Copy out all of the records below, replacing each occurrence of "marker" with "pin" and leaving everything else unchanged.

── Information supplied

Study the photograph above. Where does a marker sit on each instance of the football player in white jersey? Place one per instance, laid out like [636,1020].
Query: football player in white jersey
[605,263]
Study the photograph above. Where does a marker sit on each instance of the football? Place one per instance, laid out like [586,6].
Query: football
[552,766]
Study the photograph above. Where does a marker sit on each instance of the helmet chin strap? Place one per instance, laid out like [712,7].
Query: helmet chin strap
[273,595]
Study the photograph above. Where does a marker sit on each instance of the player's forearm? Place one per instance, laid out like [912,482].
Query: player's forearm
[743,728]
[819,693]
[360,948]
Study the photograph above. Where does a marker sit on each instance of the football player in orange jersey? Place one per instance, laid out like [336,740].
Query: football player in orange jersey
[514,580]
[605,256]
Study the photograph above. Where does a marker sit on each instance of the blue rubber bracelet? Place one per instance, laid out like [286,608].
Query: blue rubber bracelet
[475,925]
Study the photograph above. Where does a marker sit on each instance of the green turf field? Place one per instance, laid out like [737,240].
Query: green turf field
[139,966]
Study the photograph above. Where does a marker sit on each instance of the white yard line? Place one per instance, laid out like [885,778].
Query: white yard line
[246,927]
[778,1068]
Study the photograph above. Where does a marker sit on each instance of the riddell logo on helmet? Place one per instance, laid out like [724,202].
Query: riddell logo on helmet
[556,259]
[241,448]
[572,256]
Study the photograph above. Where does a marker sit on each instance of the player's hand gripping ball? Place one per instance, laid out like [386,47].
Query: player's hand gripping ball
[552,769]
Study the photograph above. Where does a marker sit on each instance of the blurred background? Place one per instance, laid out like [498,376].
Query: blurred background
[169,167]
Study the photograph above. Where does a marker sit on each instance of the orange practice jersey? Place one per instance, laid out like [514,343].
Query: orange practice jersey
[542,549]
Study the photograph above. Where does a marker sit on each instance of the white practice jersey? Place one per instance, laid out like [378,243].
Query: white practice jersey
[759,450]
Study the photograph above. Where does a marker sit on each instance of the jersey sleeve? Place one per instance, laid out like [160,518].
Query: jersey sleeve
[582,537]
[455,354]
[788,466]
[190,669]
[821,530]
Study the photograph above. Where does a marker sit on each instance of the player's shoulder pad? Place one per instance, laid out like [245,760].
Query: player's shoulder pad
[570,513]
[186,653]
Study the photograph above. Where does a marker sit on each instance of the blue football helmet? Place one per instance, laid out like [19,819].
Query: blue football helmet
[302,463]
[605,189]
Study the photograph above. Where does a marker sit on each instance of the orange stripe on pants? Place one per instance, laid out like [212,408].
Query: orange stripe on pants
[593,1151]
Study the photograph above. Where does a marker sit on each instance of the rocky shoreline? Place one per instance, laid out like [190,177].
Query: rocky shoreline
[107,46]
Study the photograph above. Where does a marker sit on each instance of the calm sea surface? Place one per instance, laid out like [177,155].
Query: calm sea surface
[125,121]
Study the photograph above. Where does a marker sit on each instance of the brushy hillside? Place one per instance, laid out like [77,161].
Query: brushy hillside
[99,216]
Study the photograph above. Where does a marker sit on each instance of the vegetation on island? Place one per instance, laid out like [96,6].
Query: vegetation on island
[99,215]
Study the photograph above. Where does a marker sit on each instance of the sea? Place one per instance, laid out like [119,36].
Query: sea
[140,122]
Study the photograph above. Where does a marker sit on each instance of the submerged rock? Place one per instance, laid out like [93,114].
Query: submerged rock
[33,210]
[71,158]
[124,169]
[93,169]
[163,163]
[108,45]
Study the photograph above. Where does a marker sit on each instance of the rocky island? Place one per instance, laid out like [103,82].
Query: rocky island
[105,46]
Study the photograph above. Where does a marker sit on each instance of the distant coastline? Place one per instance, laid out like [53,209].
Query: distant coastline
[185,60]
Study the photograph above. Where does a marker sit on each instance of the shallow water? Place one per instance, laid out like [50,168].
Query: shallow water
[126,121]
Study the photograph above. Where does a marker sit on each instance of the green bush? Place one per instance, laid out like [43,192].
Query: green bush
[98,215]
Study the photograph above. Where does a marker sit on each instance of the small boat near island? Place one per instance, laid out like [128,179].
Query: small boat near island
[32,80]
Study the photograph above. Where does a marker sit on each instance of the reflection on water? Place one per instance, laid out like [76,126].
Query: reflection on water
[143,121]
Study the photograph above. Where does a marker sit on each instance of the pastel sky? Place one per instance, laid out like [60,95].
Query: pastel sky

────

**Final answer**.
Study the photograph above. Where does a pin sit on each instance of the football player in white jersey? Place one per instance, laid out like [636,1020].
Query: football player in white jersey
[605,263]
Study the photograph above. Where does a pin sit on each instance of the football? Place one per instance, laid out like [586,6].
Query: football
[552,766]
Study the photograph above. Where does a pin sit on each instance of the helmet chin strap? Place one per instance, laid out like [712,7].
Query: helmet chin strap
[273,595]
Study the photograph above. Where does a pin sit on each instance of the player's forearm? Place one per instance, laid out like [912,482].
Query: player's forearm
[743,728]
[819,693]
[360,948]
Study the photograph above. Where does a pin sit on each instance of the football player in orange jersey? Place one per instance, laid out like [336,740].
Query: football player in orange jersey
[514,580]
[605,256]
Study the photograph above. Where does a pin sit on each instance of the blue rubber bracelet? Place one per instance, laid out like [286,608].
Query: blue rubber bracelet
[475,925]
Study the photograph above. Where does a pin sit on each instance of the green turf field? Place one per instance, laid out like [737,240].
Query: green turf field
[139,966]
Study the photograph above. Where does a pin sit on each instance of the white yard line? Place one per instance, laid out like [885,778].
Query: white yard line
[246,927]
[778,1068]
Study the photograph above. Where does a pin sit on each instance of the riddell logo on helmet? Place one per instance, laid out like [724,202].
Query: riddell logo on helmet
[556,259]
[241,448]
[572,256]
Study the photograph above. Where does a pin sit on each instance of the player's hand gripping ball? Place one per instance, laid out like [386,47].
Query: player's hand gripping ball
[552,769]
Study the photograph above. Where does a pin sit on each instance of the blurred background? Place one per instance, laid out like [498,376].
Query: blurred background
[169,167]
Study the photograph above. Where does a pin sit on each instance of the orange practice jersey? Place one per instance, laid out like [514,343].
Query: orange practice jersey
[542,549]
Study the photograph above. Where does a pin sit on each instance of the white practice jersey? Place one per instance, laid out like [378,243].
Query: white practice jersey
[759,450]
Study the photograph above. Where does a pin sit on each instance of the jersey sleeve? Place one per instance, laid out like [160,518].
Query: jersey sleeve
[582,537]
[455,354]
[788,466]
[190,669]
[821,530]
Study the photograph above. Where does a pin sit on each instance of the player's shoulder pad? Place one per instance, laid out like [245,760].
Query: player's shoulder pad
[570,513]
[186,653]
Study the photograph above. Where does a pin sit on each instance of the blue football helmet? Place one per instance, laid out like [19,819].
Query: blue football helmet
[302,463]
[605,189]
Study the photograph above. Where does a pin sit on each instance of the orange stripe on pants? Place one per instance, laid out like [212,408].
Query: orange stripe on pants
[593,1151]
Study the photograph above. Where does a pin sit on each instance of the rocky shoreline? Place one per instance, laid out like [190,177].
Query: rocky shoreline
[107,46]
Study the photograph above. Where does a pin sit on each instance of the calm sea surface? Place one per instance, laid out like [177,155].
Query: calm sea surface
[125,121]
Study the photograph above. Where does a pin sit on each instance of the brushy hillside? Place one per instance, laid out like [77,161].
Query: brushy hillside
[99,216]
Study the photograph above. Where does a pin sit on each instance of the vegetation on island? Place one per instance, laid out like [96,6].
Query: vegetation on island
[99,215]
Study the photograph above. Where does a pin sit on each instance of the sea? Place one per instance, laid out like [119,36].
Query: sea
[140,122]
Study the photograph above. Where does a pin sit on each instance of the submerged rock? Place one per instance, laid out like [93,114].
Query: submerged rock
[33,210]
[71,158]
[124,169]
[93,169]
[163,163]
[108,45]
Study the photograph above. Where does a pin sit on each instance of the rocky island? Place one per instance, laid out like [103,82].
Query: rocky island
[105,46]
Study the photograph above. Where does a pin sit on each instance of the distant coastline? Place one per instance, laid out like [53,209].
Query: distant coastline
[185,60]
Study the photograph above. Where does a pin sit on each instance of the shallow water? Place one per instance, laid out like [50,168].
Query: shallow water
[126,121]
Study the photograph above. Where does a pin sit on each instance of the green bush? Place one per instance, laid out like [43,192].
Query: green bush
[98,215]
Study the photograph above. Where does a pin sit on each instance of the small boat near island? Place one per instance, laid out like [128,179].
Query: small boat near island
[32,80]
Study the photograph above. Where does a pin sit on each instance of the reflection on water? Place one per instance, laid out like [76,126].
Query: reflection on water
[143,121]
Study the photograph above. Where does a pin sit on each instance of the pastel sky? Place one per instance, laid out like [60,95].
Query: pastel sky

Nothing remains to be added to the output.